GIVEN TASK >> Rewrite only the part of the items below that opens with the line containing "Find the boy's eye" and closes with the line containing "column 229, row 155", both lines included, as a Markdown table with the columns Row and Text. Number each line in Row, put the line itself in Text, and leave out blank lines.

DATASET RECORDS >>
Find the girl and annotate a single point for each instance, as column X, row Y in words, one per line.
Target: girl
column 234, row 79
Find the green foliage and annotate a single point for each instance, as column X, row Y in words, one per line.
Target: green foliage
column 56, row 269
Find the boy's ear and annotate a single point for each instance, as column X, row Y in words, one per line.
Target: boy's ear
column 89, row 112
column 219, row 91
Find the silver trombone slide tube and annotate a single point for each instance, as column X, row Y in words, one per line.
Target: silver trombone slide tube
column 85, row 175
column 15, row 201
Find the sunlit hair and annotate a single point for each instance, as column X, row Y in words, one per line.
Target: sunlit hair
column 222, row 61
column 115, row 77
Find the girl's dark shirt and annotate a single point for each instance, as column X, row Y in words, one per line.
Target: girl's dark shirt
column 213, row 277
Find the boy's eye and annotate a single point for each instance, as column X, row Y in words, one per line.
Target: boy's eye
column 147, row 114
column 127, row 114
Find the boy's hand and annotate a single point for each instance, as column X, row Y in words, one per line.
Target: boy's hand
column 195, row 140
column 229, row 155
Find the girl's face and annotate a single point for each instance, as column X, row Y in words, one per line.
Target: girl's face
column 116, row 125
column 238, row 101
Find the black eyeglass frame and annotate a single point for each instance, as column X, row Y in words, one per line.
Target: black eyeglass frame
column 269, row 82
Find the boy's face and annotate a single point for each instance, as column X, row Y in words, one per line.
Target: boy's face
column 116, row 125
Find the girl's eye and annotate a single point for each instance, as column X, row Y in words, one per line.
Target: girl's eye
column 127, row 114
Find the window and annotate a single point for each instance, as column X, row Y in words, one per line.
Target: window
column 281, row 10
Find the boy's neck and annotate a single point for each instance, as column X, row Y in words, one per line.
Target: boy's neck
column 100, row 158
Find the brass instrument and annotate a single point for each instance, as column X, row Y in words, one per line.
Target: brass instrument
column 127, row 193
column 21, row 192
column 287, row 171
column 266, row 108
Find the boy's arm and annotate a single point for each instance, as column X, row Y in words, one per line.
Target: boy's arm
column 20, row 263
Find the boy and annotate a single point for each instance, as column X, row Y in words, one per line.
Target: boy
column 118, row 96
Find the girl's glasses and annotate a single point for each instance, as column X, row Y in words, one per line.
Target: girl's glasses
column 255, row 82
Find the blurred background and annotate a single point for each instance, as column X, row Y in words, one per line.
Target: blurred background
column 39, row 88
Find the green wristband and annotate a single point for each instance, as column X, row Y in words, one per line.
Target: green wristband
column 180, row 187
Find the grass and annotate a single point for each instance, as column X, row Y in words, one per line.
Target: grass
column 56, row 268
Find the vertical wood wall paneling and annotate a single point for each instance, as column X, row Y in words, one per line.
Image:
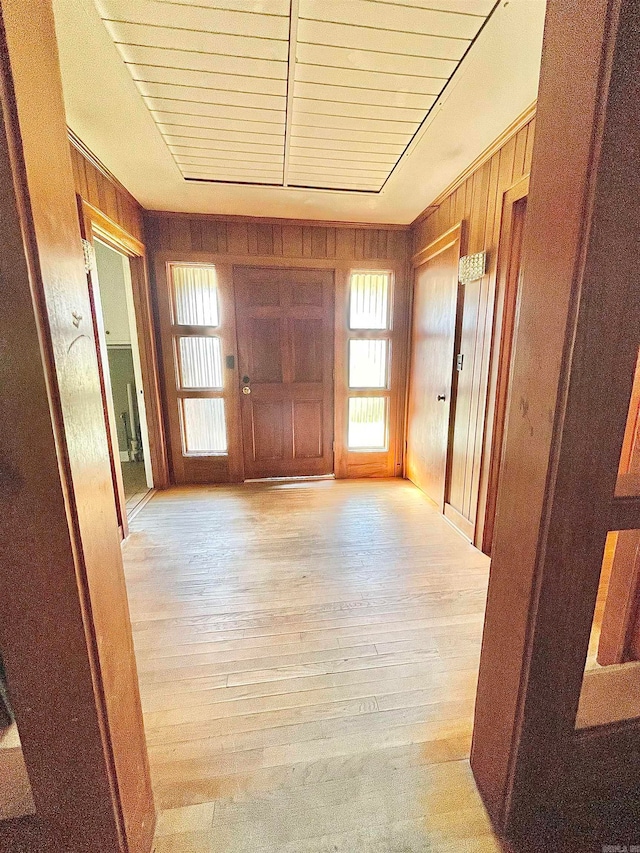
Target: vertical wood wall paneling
column 117, row 217
column 65, row 612
column 102, row 192
column 243, row 241
column 477, row 200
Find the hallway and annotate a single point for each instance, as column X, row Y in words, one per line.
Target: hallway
column 308, row 657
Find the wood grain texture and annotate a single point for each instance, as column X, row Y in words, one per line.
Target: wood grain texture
column 66, row 635
column 285, row 322
column 308, row 672
column 120, row 226
column 431, row 374
column 232, row 242
column 101, row 190
column 477, row 199
column 572, row 380
column 508, row 277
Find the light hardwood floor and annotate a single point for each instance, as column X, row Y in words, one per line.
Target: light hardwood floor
column 308, row 656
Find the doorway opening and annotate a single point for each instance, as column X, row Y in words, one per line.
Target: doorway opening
column 16, row 798
column 116, row 321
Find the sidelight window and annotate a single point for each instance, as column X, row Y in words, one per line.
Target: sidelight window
column 369, row 357
column 197, row 353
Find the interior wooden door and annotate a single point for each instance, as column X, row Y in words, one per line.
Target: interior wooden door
column 284, row 319
column 97, row 322
column 431, row 372
column 620, row 631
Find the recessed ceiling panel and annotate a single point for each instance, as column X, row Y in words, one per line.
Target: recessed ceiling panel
column 323, row 94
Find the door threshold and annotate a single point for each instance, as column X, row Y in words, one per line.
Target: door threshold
column 301, row 479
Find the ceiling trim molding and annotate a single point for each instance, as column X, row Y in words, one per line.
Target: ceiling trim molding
column 523, row 119
column 88, row 154
column 273, row 220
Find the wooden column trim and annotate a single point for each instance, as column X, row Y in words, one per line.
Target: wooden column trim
column 101, row 226
column 575, row 354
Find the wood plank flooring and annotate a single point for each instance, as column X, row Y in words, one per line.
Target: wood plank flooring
column 308, row 656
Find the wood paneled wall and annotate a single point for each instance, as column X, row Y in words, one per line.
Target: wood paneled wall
column 245, row 237
column 475, row 199
column 341, row 248
column 64, row 622
column 101, row 190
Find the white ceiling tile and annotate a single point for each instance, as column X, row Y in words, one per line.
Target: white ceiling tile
column 479, row 8
column 324, row 132
column 345, row 147
column 358, row 111
column 186, row 60
column 213, row 74
column 222, row 97
column 394, row 18
column 369, row 80
column 168, row 123
column 373, row 160
column 208, row 81
column 397, row 43
column 371, row 97
column 237, row 159
column 201, row 108
column 302, row 118
column 271, row 7
column 244, row 46
column 195, row 18
column 346, row 184
column 231, row 148
column 362, row 59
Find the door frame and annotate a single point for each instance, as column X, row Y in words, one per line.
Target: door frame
column 347, row 464
column 503, row 331
column 457, row 233
column 94, row 224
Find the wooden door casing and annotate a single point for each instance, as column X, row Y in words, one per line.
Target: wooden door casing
column 97, row 322
column 431, row 366
column 284, row 319
column 514, row 212
column 620, row 631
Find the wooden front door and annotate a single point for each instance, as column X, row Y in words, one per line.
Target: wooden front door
column 431, row 378
column 285, row 358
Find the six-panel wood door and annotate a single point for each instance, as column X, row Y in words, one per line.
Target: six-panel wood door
column 431, row 371
column 284, row 319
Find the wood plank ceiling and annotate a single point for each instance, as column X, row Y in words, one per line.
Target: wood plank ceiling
column 322, row 94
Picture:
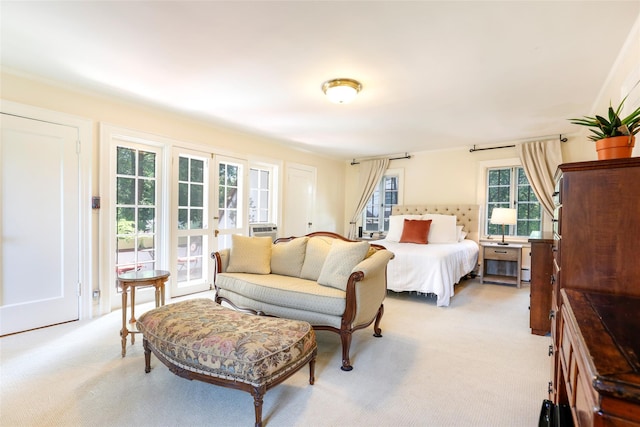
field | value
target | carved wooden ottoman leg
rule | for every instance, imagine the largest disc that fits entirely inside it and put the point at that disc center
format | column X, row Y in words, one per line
column 147, row 355
column 258, row 393
column 345, row 337
column 312, row 369
column 377, row 332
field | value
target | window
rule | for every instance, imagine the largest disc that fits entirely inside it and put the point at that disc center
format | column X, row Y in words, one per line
column 376, row 213
column 509, row 187
column 136, row 209
column 260, row 183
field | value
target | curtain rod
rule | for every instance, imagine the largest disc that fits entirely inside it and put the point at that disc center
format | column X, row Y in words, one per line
column 406, row 156
column 474, row 149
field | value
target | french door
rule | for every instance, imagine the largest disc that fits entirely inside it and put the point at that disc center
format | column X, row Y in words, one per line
column 192, row 236
column 232, row 199
column 137, row 217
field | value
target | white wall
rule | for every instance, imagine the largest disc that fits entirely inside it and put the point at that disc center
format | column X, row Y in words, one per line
column 329, row 207
column 452, row 176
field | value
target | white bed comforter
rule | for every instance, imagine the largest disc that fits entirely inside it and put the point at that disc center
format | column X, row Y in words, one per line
column 432, row 268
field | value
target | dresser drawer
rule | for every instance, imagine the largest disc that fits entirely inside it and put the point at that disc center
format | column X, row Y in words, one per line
column 502, row 254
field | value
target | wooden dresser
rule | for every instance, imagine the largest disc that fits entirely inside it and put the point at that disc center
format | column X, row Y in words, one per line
column 540, row 288
column 596, row 250
column 599, row 337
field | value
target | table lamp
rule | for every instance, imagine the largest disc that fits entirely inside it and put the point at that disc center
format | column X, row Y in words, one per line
column 504, row 216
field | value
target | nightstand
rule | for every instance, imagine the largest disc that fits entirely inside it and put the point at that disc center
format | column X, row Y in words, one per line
column 501, row 263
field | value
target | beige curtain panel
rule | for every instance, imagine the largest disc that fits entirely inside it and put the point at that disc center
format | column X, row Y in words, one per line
column 371, row 171
column 540, row 159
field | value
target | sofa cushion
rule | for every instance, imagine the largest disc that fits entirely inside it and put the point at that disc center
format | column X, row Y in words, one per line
column 342, row 258
column 317, row 250
column 250, row 255
column 287, row 257
column 292, row 292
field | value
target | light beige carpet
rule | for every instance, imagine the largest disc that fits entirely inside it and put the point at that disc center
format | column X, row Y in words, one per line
column 474, row 363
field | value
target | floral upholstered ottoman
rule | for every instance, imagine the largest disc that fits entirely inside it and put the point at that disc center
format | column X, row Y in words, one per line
column 199, row 339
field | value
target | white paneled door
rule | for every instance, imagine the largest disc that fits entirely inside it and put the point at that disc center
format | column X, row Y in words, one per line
column 299, row 201
column 40, row 224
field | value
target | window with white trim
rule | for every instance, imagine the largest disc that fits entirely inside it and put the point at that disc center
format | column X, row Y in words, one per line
column 260, row 194
column 375, row 217
column 508, row 187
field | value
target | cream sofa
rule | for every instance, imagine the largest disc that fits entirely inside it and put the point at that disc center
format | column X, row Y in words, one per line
column 322, row 278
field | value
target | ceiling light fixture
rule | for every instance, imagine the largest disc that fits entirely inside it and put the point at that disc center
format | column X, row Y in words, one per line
column 341, row 91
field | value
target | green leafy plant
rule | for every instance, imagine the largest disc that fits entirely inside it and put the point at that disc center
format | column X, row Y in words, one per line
column 614, row 126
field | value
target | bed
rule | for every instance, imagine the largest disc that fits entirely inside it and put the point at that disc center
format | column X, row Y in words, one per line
column 433, row 268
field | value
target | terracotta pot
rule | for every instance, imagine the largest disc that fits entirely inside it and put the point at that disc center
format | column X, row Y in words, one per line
column 617, row 147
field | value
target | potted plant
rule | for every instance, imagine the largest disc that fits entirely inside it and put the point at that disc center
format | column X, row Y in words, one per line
column 615, row 136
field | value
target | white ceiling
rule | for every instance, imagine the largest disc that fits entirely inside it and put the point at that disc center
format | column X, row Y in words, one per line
column 435, row 74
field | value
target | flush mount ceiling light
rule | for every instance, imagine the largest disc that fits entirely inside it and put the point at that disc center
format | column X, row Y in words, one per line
column 341, row 91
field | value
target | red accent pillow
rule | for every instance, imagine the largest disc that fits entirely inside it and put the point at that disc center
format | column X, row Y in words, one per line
column 415, row 231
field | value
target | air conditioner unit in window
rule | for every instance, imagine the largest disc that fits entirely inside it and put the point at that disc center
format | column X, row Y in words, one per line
column 263, row 229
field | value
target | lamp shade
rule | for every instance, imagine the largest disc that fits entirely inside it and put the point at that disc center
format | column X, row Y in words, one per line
column 504, row 216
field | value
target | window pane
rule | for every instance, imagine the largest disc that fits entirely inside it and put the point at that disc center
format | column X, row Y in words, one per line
column 147, row 164
column 125, row 218
column 146, row 219
column 125, row 191
column 197, row 170
column 183, row 194
column 197, row 195
column 264, row 180
column 126, row 161
column 183, row 217
column 232, row 175
column 146, row 192
column 183, row 169
column 196, row 218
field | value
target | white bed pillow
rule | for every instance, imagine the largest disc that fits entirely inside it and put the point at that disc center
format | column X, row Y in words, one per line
column 396, row 224
column 443, row 228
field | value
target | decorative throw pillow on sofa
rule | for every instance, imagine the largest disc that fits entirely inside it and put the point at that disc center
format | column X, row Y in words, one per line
column 317, row 250
column 250, row 255
column 342, row 258
column 287, row 257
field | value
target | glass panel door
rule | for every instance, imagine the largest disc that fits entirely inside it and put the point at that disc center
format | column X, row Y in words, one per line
column 191, row 264
column 231, row 199
column 136, row 209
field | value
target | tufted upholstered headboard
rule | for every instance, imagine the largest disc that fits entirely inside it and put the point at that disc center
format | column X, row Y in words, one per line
column 466, row 215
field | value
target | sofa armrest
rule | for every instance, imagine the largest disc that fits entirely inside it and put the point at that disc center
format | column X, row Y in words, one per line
column 367, row 287
column 222, row 260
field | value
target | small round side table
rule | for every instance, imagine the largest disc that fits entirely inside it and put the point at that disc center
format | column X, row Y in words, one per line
column 131, row 280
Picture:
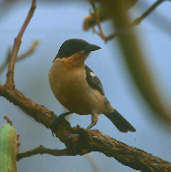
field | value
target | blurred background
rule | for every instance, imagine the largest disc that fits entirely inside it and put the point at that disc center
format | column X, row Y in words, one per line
column 53, row 23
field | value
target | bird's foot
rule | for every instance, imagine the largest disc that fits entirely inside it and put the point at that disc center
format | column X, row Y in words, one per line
column 94, row 119
column 57, row 121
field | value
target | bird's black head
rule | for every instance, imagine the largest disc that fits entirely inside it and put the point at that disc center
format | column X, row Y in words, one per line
column 71, row 46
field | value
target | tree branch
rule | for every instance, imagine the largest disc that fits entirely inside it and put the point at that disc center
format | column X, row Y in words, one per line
column 16, row 47
column 83, row 141
column 42, row 150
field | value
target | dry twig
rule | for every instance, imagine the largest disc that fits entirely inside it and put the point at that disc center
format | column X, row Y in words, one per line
column 86, row 140
column 137, row 21
column 26, row 54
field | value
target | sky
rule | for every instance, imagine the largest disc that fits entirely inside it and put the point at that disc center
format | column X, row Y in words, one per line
column 51, row 25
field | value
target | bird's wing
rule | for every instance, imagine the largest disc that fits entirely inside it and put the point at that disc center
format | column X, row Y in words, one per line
column 93, row 80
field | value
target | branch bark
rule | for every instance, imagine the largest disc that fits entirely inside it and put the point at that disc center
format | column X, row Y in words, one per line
column 78, row 141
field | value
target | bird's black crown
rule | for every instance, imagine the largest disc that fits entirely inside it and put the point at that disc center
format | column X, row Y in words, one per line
column 71, row 46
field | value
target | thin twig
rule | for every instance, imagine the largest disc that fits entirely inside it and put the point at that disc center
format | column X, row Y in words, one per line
column 100, row 33
column 9, row 121
column 137, row 21
column 147, row 12
column 42, row 150
column 20, row 57
column 17, row 42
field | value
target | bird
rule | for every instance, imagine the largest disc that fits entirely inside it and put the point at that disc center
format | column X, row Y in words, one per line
column 78, row 88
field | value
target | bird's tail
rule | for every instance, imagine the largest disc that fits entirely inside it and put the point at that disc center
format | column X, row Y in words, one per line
column 119, row 121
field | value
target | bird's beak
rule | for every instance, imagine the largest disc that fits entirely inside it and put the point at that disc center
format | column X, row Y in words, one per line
column 91, row 47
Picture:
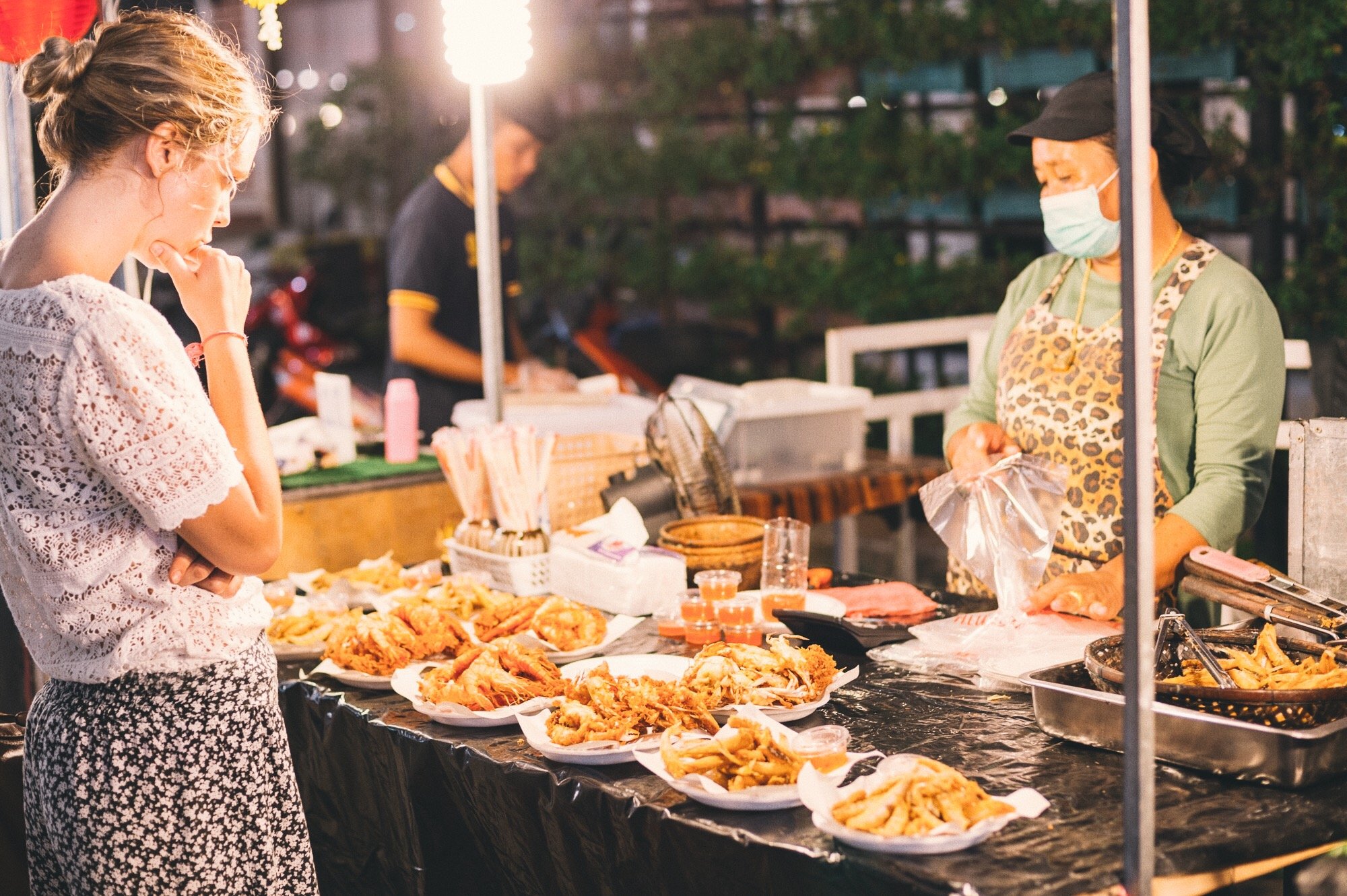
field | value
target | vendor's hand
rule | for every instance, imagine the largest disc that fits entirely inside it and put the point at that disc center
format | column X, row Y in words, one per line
column 215, row 287
column 977, row 447
column 1097, row 595
column 191, row 568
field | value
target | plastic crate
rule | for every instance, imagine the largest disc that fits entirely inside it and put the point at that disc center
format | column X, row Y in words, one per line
column 523, row 576
column 581, row 469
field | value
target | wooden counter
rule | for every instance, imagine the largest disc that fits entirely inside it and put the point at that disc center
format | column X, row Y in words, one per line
column 337, row 526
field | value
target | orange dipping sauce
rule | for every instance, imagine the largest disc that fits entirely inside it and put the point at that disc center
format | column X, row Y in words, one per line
column 782, row 600
column 736, row 613
column 702, row 633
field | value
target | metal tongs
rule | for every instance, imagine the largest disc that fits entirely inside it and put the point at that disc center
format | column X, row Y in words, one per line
column 1257, row 590
column 1169, row 652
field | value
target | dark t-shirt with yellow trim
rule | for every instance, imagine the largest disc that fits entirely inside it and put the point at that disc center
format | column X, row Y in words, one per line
column 433, row 265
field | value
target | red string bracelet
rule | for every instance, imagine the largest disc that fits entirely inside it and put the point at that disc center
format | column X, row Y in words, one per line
column 197, row 350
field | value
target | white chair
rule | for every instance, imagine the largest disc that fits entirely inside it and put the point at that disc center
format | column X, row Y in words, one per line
column 900, row 409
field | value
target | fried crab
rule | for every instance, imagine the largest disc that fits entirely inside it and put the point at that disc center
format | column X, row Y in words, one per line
column 778, row 675
column 488, row 677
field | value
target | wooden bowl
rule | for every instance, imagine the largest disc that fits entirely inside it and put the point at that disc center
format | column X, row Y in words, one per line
column 719, row 543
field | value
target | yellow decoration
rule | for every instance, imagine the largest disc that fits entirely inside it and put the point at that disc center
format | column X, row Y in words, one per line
column 269, row 28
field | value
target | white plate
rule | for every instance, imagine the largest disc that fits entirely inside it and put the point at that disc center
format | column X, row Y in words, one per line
column 406, row 683
column 297, row 652
column 665, row 666
column 354, row 679
column 822, row 605
column 612, row 754
column 822, row 794
column 755, row 800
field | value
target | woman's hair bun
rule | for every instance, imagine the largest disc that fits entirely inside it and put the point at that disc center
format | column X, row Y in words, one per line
column 56, row 69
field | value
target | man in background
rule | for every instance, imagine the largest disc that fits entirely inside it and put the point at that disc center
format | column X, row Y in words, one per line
column 433, row 302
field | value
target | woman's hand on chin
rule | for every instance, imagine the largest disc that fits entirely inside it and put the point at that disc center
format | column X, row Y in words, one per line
column 1097, row 595
column 215, row 287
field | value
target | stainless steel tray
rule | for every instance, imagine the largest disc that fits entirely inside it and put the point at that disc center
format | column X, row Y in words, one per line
column 1067, row 705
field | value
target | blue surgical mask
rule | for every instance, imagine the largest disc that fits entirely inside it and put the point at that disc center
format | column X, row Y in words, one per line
column 1076, row 225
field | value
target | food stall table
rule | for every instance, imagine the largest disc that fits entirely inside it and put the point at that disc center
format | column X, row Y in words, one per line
column 398, row 804
column 335, row 518
column 839, row 497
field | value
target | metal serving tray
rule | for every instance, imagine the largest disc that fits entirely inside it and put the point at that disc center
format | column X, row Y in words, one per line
column 1067, row 705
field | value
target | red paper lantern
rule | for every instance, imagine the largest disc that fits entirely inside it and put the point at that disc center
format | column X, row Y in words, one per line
column 26, row 23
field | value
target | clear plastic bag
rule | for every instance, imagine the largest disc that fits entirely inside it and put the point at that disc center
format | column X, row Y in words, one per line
column 1001, row 522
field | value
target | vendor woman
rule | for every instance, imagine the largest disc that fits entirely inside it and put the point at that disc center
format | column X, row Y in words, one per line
column 1051, row 381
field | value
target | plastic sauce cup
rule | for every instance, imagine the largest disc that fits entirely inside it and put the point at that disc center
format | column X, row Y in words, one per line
column 824, row 747
column 751, row 634
column 719, row 584
column 702, row 633
column 697, row 610
column 740, row 611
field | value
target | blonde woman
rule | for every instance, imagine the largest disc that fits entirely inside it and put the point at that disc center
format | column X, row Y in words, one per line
column 137, row 510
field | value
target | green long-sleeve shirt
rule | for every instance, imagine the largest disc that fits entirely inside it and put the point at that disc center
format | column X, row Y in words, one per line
column 1221, row 393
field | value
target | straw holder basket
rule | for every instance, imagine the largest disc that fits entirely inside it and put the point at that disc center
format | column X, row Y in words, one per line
column 581, row 470
column 719, row 543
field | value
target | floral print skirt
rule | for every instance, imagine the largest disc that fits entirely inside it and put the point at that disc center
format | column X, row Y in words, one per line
column 165, row 784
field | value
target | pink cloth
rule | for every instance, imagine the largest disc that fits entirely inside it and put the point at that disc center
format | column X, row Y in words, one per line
column 886, row 599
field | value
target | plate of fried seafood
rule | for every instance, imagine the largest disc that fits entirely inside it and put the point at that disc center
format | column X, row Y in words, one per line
column 565, row 629
column 484, row 687
column 366, row 650
column 601, row 718
column 368, row 579
column 302, row 633
column 748, row 765
column 785, row 680
column 913, row 805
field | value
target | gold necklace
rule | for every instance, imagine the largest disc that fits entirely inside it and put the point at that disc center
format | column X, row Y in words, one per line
column 1069, row 358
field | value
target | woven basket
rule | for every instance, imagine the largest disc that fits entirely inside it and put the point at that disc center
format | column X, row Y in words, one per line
column 581, row 470
column 719, row 543
column 1272, row 708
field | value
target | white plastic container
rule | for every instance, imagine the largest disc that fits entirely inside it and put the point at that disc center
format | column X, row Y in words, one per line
column 778, row 429
column 634, row 588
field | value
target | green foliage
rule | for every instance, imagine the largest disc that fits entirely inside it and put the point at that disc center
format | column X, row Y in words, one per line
column 653, row 188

THE SOLUTION >>
| Row | Text |
|---|---|
| 1 | Find the boy's eye and annotate a single point for each instance, as column X, row Y in words, one per line. |
| 2 | Target: boy's eye |
| 3 | column 147, row 114 |
| 4 | column 127, row 114 |
| 5 | Find the boy's hand and annotate a single point for each instance, as column X, row Y in words, one per line. |
| 6 | Target: boy's hand |
| 7 | column 195, row 140 |
| 8 | column 229, row 155 |